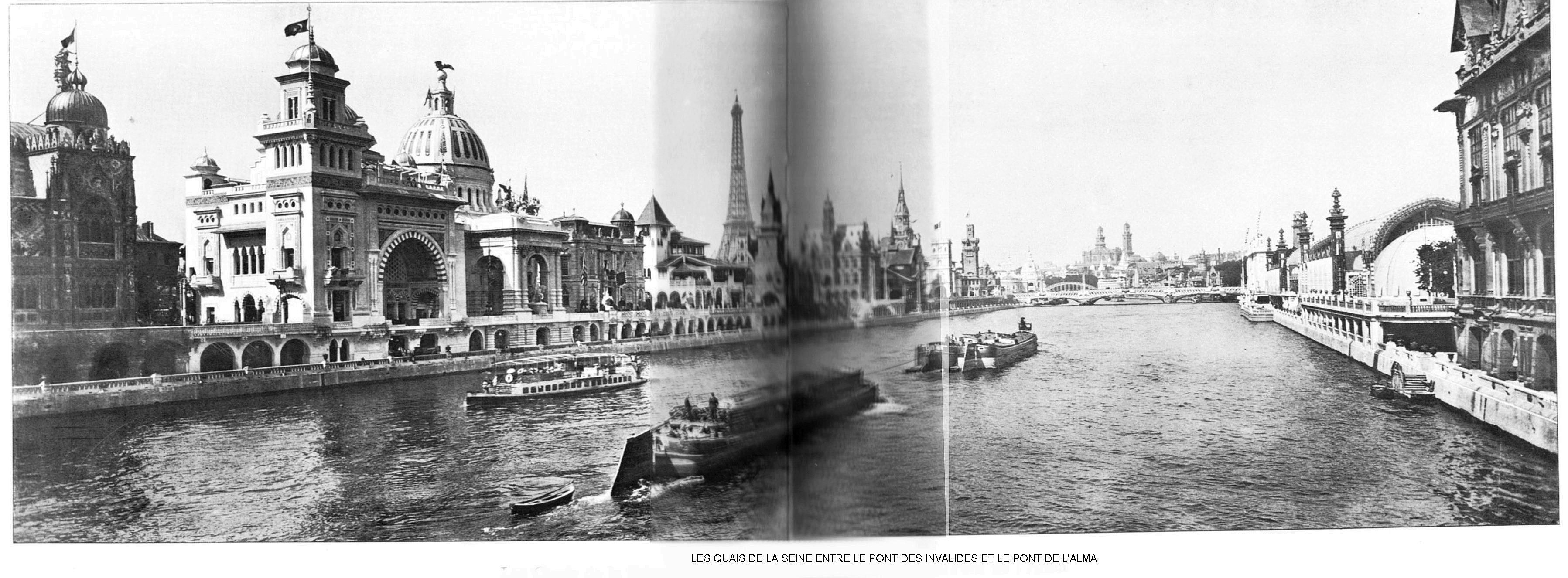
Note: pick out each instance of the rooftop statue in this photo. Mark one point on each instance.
(515, 204)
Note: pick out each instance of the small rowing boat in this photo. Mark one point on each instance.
(543, 500)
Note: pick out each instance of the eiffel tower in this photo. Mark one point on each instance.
(738, 224)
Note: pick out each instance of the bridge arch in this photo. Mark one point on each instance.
(1070, 286)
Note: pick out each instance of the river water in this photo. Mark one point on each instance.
(1189, 417)
(1131, 417)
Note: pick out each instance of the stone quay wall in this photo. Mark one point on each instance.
(110, 394)
(1523, 412)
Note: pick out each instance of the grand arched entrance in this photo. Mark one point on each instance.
(411, 282)
(256, 354)
(217, 358)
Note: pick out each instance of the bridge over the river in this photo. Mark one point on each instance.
(1089, 295)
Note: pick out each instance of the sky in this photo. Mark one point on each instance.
(1192, 121)
(706, 57)
(560, 93)
(860, 110)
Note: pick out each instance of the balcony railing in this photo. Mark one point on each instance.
(1509, 306)
(1379, 306)
(248, 330)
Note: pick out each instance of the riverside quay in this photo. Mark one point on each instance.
(327, 256)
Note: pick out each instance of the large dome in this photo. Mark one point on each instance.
(76, 105)
(1394, 270)
(444, 140)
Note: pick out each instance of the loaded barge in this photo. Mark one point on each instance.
(712, 436)
(977, 351)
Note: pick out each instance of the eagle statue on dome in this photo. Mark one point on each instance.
(441, 73)
(513, 204)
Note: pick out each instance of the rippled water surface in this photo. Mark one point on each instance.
(408, 462)
(1131, 419)
(1188, 417)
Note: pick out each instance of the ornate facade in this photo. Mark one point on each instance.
(74, 235)
(1506, 322)
(324, 232)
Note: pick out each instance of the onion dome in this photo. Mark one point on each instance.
(76, 105)
(205, 163)
(313, 55)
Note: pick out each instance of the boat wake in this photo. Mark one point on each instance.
(650, 493)
(886, 406)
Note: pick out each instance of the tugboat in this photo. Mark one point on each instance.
(711, 436)
(557, 375)
(977, 351)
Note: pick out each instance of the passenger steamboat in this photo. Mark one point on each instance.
(557, 375)
(1257, 308)
(714, 435)
(987, 350)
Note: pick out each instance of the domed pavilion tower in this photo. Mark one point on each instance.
(443, 142)
(73, 215)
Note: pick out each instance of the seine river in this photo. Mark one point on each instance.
(1188, 417)
(1131, 419)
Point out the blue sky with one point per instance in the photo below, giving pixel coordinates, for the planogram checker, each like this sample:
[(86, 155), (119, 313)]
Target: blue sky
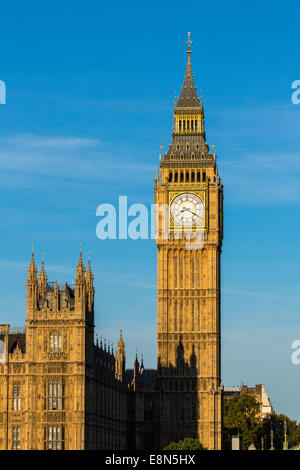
[(90, 92)]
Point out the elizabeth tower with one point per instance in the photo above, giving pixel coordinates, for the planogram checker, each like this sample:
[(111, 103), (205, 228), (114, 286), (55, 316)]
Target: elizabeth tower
[(189, 197)]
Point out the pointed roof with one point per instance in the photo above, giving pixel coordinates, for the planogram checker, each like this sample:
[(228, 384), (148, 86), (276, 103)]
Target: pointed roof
[(121, 344), (188, 97), (89, 274), (32, 269), (80, 269), (42, 274)]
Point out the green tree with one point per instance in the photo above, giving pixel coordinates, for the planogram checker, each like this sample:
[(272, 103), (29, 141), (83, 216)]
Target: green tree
[(241, 415), (276, 423), (186, 444)]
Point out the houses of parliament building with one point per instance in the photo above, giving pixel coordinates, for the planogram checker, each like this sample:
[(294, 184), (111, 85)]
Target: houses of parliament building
[(59, 389)]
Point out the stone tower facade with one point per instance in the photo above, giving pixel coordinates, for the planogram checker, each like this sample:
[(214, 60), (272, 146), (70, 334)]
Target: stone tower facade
[(59, 390), (189, 197)]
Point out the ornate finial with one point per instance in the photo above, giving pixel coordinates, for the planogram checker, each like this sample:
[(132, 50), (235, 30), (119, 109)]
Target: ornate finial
[(189, 43)]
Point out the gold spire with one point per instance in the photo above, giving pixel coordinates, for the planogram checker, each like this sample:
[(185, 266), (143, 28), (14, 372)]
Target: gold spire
[(32, 269), (189, 51)]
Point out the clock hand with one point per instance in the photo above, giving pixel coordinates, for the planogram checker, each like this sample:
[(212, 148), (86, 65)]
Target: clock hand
[(189, 210)]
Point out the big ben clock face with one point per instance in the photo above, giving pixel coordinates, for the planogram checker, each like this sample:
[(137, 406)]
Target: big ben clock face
[(187, 210)]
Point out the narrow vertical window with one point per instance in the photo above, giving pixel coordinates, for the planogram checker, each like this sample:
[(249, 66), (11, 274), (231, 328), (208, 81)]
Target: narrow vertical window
[(54, 399), (54, 438), (55, 342), (16, 396), (175, 270), (181, 271), (16, 438), (193, 317), (181, 316), (192, 271)]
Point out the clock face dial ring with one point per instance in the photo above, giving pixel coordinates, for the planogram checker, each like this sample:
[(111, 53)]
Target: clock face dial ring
[(187, 210)]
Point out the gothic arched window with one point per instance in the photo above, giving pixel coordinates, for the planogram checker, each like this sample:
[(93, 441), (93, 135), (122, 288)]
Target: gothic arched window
[(55, 341)]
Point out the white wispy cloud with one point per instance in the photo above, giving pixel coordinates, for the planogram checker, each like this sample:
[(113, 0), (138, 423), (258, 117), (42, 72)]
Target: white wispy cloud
[(24, 157)]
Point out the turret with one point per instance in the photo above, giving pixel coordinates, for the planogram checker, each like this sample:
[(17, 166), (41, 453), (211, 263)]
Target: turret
[(80, 286), (89, 280), (32, 288), (120, 359), (42, 281)]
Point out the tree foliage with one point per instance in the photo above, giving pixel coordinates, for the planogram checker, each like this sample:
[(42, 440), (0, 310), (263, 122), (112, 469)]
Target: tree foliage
[(241, 415), (186, 444)]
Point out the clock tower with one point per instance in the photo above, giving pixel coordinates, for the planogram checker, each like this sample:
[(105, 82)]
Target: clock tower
[(189, 232)]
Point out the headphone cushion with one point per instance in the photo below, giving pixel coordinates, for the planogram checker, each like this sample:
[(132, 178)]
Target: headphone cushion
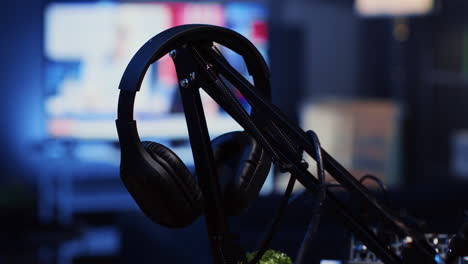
[(242, 166), (183, 195)]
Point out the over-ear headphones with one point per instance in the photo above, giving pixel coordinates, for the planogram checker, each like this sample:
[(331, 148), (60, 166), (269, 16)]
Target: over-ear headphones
[(158, 180)]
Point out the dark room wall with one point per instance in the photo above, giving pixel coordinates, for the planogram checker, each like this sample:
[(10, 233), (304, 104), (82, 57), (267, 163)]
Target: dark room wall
[(20, 74)]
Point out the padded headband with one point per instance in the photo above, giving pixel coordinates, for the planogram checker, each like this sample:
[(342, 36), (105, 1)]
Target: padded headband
[(172, 38)]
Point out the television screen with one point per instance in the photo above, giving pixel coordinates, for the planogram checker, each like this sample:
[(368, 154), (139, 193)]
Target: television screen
[(88, 45)]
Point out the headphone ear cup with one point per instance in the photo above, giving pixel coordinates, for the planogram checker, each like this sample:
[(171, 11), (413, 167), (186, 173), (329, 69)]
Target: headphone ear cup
[(181, 200), (242, 166)]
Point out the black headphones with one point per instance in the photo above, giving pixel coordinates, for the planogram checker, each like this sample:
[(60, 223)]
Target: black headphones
[(157, 179)]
##########
Give back every entry in full, exactly as written, with no picture included.

Note: pick out each instance of the rooftop statue in this photo. Mark one point on each instance.
(515, 204)
Note: pick out each instance of the small rowing boat in this photo. Mark one point on each instance.
(543, 500)
Note: pick out each instance of the eiffel tower in this photo. Mark one point on each instance.
(738, 224)
Note: pick out each instance of the bridge arch in this photo. Mark one point on each instance.
(1070, 286)
Note: pick out each instance of the river water in this photo. Mark one point on each instance.
(1189, 417)
(1131, 417)
Note: pick out each instance of the stone quay wall in this photo. Mark one point on each instance.
(110, 394)
(1523, 412)
Note: pick out each instance of the grand arched entrance in this photo. Mark one point on each instance.
(411, 282)
(256, 354)
(217, 358)
Note: pick out each instance of the bridge over the river in this photo. Mark one point on each instance.
(1089, 295)
Note: pick out each instance of the sky in this photo. Mark one point on each instance.
(1192, 121)
(706, 57)
(560, 93)
(860, 110)
Note: pick out each instance of the balcony railing in this photo. Mark one point on each instance.
(1509, 306)
(1379, 306)
(248, 330)
Note: pick out each instance of the riverside quay in this photo. Mark one point on each instance.
(327, 256)
Note: pick out each instance of the large dome in this photo. Mark one point on each instance.
(76, 105)
(1394, 270)
(444, 140)
Note: pick out each instance of the loaded barge in this photo. Mark one point on each instance.
(712, 436)
(977, 351)
Note: pick out each instance of the eagle statue on dome in this photo. Mark one point on each instance.
(441, 73)
(513, 204)
Note: pick out each instance of the rippled water surface in this photo. Mark one point on each instance.
(408, 462)
(1131, 419)
(1188, 417)
Note: pick out each instance of the ornate facade in this photo. Mark one point on each instance.
(74, 235)
(1506, 322)
(324, 232)
Note: pick out each instance of the onion dome in this photo. Mark one point on each instance.
(76, 105)
(205, 163)
(313, 55)
Note: pick out each instance of the boat wake in this photo. Mark one point on each instance.
(650, 493)
(886, 406)
Note: pick out each instance of the tugboat in this photo. Mark one point on each instance.
(711, 436)
(557, 375)
(977, 351)
Note: pick out each instance of the passenger steamboat in this photo. Mark one point on each instance.
(557, 375)
(1257, 308)
(714, 435)
(987, 350)
Note: pick out each instance of the domed pavilion tower in this photo. Mark one point on each instance.
(443, 142)
(73, 215)
Note: pick out each instance of the seine river in this photo. Mark one point on each instance.
(1188, 417)
(1131, 419)
Point out the blue sky with one point per instance in the photo below, giving pixel coordinates, for the planogram checker, each like this sample:
[(86, 155), (119, 313)]
Target: blue sky
[(90, 92)]
Point out the elizabeth tower with one point per instance in the photo above, giving pixel coordinates, for the planogram checker, each like this sample:
[(111, 103), (205, 228), (114, 286), (55, 316)]
Target: elizabeth tower
[(189, 197)]
Point out the pointed roof with one point per instance in the photo above, giving pixel coordinates, for the planogram checker, each like this sample:
[(228, 384), (148, 86), (276, 103)]
Target: pointed roof
[(121, 344), (188, 97), (89, 274), (32, 269), (80, 269), (42, 274)]
Point out the green tree with one point per instance in the photo above, giving pixel coordinates, for the planogram checker, each like this sample:
[(272, 103), (29, 141), (83, 216)]
Target: green tree
[(241, 415), (276, 423), (186, 444)]
Point out the houses of parliament building with one point per instance in the photo above, giving pixel coordinates, for the planogram checker, each like this sample:
[(294, 184), (111, 85)]
Target: houses of parliament building
[(59, 389)]
Point out the stone tower facade with one point per instance in the photo above, giving pixel coordinates, for the planogram checker, each like this sample:
[(214, 60), (272, 146), (70, 334)]
Target: stone tower facade
[(59, 390), (189, 197)]
Point out the ornate finial with one point per instance in the photo above, giving pixel coordinates, for the planogram checker, each like this sample:
[(132, 50), (235, 30), (119, 109)]
Target: ornate finial
[(189, 43)]
Point out the gold spire with one point per instance in the photo above, giving pixel coordinates, for the planogram checker, each like this sample:
[(185, 266), (143, 28), (14, 372)]
Target: gold spire
[(32, 269), (189, 51)]
Point out the clock hand with one point per instance in the photo above, giving pixel coordinates, for the planogram checker, each like this sample:
[(212, 148), (86, 65)]
Target: clock hand
[(189, 210)]
Point out the big ben clock face with one point per instance in the photo above, giving pixel coordinates, for the planogram checker, each like this sample:
[(137, 406)]
Target: big ben clock face
[(187, 210)]
Point out the narrow vertical window with one point per instance in the photo above, giving pixel coordinates, for the planogram checker, each like this sample:
[(249, 66), (11, 274), (231, 328), (208, 81)]
Target: narrow vertical window
[(54, 399), (54, 438), (55, 342), (16, 396), (175, 270), (181, 271), (16, 438), (193, 317), (181, 316), (192, 271)]
Point out the clock face dial ring with one point per instance in the photo above, giving pixel coordinates, for the planogram checker, each like this sample:
[(111, 53)]
Target: clock face dial ring
[(187, 210)]
Point out the gothic arched window with one point per instance in the photo above, giving pixel coordinates, for the planogram checker, each like this sample:
[(93, 441), (93, 135), (122, 288)]
Target: gothic arched window
[(55, 341)]
Point out the white wispy cloud with one point per instance in the photo above, giving pixel coordinates, for the planogram checker, each like this sample:
[(113, 0), (138, 423), (258, 117), (42, 72)]
Target: white wispy cloud
[(24, 157)]
Point out the turret with one point per instance in the photo above, giving pixel coordinates, for the planogram checker, each like this sample:
[(17, 166), (41, 453), (211, 263)]
Target: turret
[(80, 286), (89, 280), (32, 288), (120, 359), (42, 281)]
Point out the tree foliage with one point per instance in the photo above, giving pixel coordinates, for the planogram checker, each like this sample:
[(42, 440), (0, 310), (263, 122), (112, 469)]
Target: tree foliage
[(241, 415), (186, 444)]
Point out the clock tower with one point per instance in the photo above, giving pixel coordinates, for the planogram checker, each like this sample:
[(105, 82)]
Target: clock tower
[(189, 232)]
Point out the headphone cushion with one point per instance in the photo below, giving pixel coordinates, for the planogram checker, each like this sample:
[(132, 178)]
Target: headphone cushion
[(242, 166), (183, 195)]
Point out the over-ear headphones with one point per instance in the photo above, giving pixel coordinates, for the planogram checker, each like this sample:
[(331, 148), (60, 166), (269, 16)]
Target: over-ear headphones
[(158, 180)]
Point out the dark room wall with one point per instance in the photo above, giving pixel coordinates, for the planogram checker, each like this sample:
[(10, 233), (304, 104), (82, 57), (267, 163)]
Target: dark room wall
[(20, 74)]
Point out the padded headband with one point per instance in the photo above, giving pixel coordinates, for the planogram checker, each like this sample:
[(342, 36), (105, 1)]
Target: padded headband
[(172, 38)]
Point out the television screen with one point per instance in the photo above, giving pixel coordinates, for the planogram checker, each like this sample:
[(368, 154), (139, 193)]
Target: television screen
[(88, 45)]
Point out the headphone ear cup with one point per instance in the photo above, giving pixel coordinates, for the planogram checker, each like this sample:
[(171, 11), (413, 167), (186, 173), (329, 69)]
Target: headphone ear cup
[(181, 200), (242, 166)]
Point out the black headphones with one point per instance in the photo above, giving pixel coordinates, for the planogram checker, each like this sample:
[(60, 223)]
Target: black headphones
[(157, 179)]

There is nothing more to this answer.